- [Selected extract]
------------

The Tech in #Techstyle

by Meisha Brooks, Product Manager at The Crated

Fashion has always been intertwined with technology. From the loom to the Singer sewing machine, fashion has evolved with technology while paying homage to craftsmanship. It is in the duality of ready-to-wear and couture in which this idea manifests itself. Therefore, it is no surprise that new engineering processes have entered into fashion. Fashion is about re-invention and purposeful design whether literally like a space suit or as an expression of a designer’s view of how we should pass through this world.

Currently showing at the Museum of Fine Arts Boston is the relevantly named #techstyle exhibit. During my short trip back to my hometown of Boston, I was able to fit in the exhibit right before my return to NYC. The following pieces are a few that stood out and what they mean for the future of wearable tech.

Digital Printing

What I love most about the advancement of technology and what makes it forever exciting is that with every new development, every advancement, we are able to create one more object that previously could only possibly exist within the confines of our imagination. By combining new technologies and old techniques you can surprisingly create the unbelievable with relative ease. Literal drawings can be brought to life.

Victor & Rolf Haute Couture Wearable Art, Autumn/Winter 2015 “Poetry becomes reality, morphing back into fantasy”

Victor & Rolf’s AW 15 collection utilizes two developments, digital printing and laser cutting. The pictures dress consists of cotton and rayon plain weave (crepe) bonded to linen plain weave, “appliquéd” with laser-cut polyester weft-patterned jacquard and silk satin, embroidered with rayon; wood frame faced with digitally printed linen and silver-tone film; cotton and polyester twill (denim) underdress

The collection is transformative in that it moves from framed pieces for the wall into dresses. The layering of technologies is what enables the dresses to seamlessly blend in with the framed structures and have a realistic appearance, melding high-tech production with handcraft.

Quorum 54 dress by Tatiana Tejedor + Tal Danino, Cotton and linen plain weave, printed and painted.

The worlds of fashion and science are not mutually exclusive. Both center around the human experience and finding ways to enhance it.

The Quorum 54 dress, a collaboration between Colombian fashion designer Tatiana Tejedor and MIT biomedical engineering researcher Tal Danino, is exactly this. It is a marriage of science and beauty, functioning as a tool and object of admiration. The dress’ fabric was digitally printed with reactive dyes which when held under black light show a dress which under normal light depicts interactions of cancer cells and cancer-fighting synthetic bacteria, to be cancer free — a powerful statement on the vision of research and a hopeful future for the fight against cancer. The garment is elevated to communicate a message below the surface.

Digital printing has enabled unbelievably vibrant and intricate patterns to be laid on clothing. A pivotal collection in digital printing was Raf Simon’s Christian Dior Fall 2012 couture collection, printing the works of contemporary artist Sterling Ruby on gowns, creating a striking image.

Engineered Reptile Print dress 2015 Sally La Pointe digitally printed sequins polyester net embroidered with mylar sequins, silk satin underdress

In the Engineered Reptile Dress, Lapoint’s reptilian imagery is heat-transferred on sequence over a polyester net, a task which would be impossible by traditional dye application methods. Digital printing allowed expansion into unusual materials and textures.

------------

Dataset records:
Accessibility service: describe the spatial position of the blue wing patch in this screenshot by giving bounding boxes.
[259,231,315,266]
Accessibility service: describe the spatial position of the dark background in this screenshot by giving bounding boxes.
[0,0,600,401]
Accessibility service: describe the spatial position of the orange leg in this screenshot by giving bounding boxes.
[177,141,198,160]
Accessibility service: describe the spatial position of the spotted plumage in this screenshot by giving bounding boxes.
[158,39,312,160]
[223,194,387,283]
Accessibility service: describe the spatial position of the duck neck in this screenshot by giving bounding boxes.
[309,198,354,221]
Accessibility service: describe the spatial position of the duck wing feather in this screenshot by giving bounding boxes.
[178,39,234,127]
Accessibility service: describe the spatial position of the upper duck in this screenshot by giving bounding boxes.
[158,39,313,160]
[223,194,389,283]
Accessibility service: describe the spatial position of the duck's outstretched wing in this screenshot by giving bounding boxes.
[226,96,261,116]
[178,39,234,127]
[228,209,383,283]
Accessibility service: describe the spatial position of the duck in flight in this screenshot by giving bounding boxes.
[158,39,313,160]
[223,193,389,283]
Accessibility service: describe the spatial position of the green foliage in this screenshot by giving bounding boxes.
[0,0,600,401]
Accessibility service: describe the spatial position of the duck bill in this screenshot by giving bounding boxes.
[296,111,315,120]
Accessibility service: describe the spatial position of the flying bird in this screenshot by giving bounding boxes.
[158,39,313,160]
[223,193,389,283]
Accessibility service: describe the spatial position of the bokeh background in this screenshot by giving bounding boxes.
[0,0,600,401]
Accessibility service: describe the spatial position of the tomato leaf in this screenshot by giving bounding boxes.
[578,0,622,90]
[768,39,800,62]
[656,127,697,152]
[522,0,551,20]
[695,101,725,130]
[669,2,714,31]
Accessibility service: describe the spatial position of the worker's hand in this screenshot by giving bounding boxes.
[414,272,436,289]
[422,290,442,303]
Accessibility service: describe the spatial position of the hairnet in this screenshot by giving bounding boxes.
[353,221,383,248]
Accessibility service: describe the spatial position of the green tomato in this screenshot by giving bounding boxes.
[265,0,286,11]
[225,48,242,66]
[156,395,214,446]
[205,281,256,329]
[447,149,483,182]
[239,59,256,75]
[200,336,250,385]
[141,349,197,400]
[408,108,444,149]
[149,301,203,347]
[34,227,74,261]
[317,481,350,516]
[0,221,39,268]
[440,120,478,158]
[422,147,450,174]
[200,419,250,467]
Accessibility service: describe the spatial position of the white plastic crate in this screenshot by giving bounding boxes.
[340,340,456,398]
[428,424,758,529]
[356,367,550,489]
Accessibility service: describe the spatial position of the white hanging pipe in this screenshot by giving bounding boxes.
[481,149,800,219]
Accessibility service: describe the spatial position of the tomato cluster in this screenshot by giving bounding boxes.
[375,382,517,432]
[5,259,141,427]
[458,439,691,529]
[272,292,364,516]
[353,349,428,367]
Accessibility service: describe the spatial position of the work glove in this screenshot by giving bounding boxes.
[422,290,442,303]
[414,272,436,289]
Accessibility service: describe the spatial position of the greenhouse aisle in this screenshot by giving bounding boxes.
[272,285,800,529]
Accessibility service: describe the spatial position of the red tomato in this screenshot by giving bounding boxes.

------------

- [What to do]
According to the #techstyle article, which two developments does Victor & Rolf's AW 15 collection use?

- [Response for this exercise]
Digital printing and laser cutting.